/---

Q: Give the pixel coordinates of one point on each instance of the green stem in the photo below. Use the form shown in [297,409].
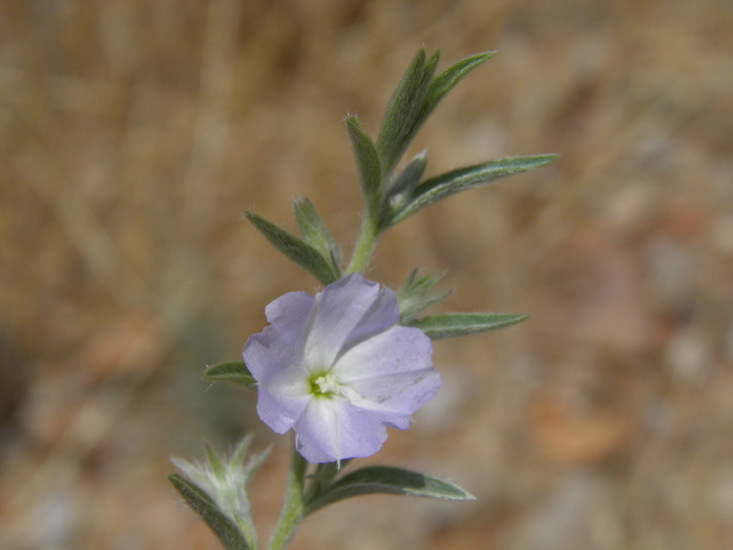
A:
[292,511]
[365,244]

\---
/---

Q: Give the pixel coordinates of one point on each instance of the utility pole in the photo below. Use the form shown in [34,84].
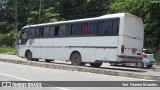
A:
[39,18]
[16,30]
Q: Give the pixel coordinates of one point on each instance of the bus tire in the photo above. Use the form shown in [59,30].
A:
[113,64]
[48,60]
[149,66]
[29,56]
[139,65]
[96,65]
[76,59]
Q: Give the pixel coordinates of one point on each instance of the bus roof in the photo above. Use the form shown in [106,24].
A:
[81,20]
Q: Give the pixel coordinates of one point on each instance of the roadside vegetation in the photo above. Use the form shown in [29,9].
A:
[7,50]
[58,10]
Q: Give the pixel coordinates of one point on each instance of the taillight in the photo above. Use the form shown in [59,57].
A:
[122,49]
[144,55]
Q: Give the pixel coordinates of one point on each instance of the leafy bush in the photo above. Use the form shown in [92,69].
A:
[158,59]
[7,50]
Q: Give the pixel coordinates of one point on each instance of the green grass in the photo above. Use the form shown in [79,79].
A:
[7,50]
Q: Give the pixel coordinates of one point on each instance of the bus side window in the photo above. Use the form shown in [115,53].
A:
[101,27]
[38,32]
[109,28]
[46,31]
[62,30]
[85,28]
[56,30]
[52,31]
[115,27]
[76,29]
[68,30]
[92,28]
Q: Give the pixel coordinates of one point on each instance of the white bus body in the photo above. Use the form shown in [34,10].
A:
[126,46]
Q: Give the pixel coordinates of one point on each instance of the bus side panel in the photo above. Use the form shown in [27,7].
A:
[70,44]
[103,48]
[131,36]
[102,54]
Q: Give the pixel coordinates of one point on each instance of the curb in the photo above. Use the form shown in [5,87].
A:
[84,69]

\---
/---

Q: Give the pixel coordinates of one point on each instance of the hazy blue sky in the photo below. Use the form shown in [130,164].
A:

\---

AIM OF THE EXERCISE. Display each line of the material that contains the string "green".

FINAL RESULT.
Q: Give the pixel coordinates of one point on each instance of the green stem in the photo below. Use the form shown in [297,409].
Q: Give the pixel coordinates of one point on each instance of the green grass in the photo above. Use the form shown in [79,79].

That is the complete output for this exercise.